▶ _EXERCISE REQUIREMENTS_: Look through the entries that follow and count the lines with the word "negative". The reply is that number alone.

Stored data entries:
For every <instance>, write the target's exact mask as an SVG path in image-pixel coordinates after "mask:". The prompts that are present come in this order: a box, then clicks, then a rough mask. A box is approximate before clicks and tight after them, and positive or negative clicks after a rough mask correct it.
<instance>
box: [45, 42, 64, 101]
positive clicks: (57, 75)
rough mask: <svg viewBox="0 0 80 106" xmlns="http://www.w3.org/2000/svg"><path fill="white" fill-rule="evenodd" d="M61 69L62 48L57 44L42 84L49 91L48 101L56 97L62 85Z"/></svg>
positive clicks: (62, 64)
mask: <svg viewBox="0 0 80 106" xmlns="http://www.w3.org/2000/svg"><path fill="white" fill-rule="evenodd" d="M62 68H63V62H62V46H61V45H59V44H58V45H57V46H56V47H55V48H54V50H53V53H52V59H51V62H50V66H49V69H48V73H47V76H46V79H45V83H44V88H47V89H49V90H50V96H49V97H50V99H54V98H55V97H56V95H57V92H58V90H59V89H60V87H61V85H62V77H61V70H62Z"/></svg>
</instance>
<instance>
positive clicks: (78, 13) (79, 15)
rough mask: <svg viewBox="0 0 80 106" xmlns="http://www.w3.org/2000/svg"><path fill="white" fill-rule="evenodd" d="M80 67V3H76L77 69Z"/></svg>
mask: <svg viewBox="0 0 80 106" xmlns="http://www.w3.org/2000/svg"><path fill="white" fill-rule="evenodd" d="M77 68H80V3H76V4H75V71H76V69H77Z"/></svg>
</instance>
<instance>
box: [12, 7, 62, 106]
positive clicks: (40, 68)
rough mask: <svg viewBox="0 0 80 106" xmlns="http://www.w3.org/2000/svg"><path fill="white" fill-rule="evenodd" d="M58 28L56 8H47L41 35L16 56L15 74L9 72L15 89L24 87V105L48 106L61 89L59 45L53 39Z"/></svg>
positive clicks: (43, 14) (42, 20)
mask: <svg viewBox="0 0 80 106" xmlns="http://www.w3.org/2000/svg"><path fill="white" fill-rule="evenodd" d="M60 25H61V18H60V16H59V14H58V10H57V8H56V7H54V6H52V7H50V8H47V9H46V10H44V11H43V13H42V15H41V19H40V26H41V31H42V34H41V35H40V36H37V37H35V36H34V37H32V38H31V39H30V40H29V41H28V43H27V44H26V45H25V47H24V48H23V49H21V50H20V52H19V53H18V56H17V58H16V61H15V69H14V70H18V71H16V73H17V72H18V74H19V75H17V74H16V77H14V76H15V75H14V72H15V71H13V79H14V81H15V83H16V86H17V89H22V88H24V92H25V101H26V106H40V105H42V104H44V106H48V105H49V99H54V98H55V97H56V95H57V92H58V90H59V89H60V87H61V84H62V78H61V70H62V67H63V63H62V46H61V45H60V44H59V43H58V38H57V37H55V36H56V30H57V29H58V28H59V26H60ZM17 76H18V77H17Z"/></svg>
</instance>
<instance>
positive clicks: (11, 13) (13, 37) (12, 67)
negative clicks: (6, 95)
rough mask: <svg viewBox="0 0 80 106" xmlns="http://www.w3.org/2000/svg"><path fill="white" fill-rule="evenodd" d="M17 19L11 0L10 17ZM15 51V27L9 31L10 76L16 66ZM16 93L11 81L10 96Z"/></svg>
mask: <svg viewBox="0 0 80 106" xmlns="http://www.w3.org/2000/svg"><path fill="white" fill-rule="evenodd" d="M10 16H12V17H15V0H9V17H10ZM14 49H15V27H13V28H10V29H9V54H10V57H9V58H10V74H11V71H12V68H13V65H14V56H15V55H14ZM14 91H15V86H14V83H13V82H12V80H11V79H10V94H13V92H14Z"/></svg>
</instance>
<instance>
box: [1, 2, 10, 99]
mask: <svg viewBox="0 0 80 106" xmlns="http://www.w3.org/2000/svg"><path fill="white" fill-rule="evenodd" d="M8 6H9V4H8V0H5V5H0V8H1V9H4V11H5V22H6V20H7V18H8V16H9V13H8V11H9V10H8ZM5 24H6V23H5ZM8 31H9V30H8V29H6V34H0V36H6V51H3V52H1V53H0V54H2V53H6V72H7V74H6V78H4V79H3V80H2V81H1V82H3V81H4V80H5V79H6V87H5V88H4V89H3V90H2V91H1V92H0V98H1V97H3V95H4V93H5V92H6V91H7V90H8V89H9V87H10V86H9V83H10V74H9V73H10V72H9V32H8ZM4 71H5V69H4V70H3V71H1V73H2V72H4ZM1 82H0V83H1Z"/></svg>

▶ _EXERCISE RESULT_: 2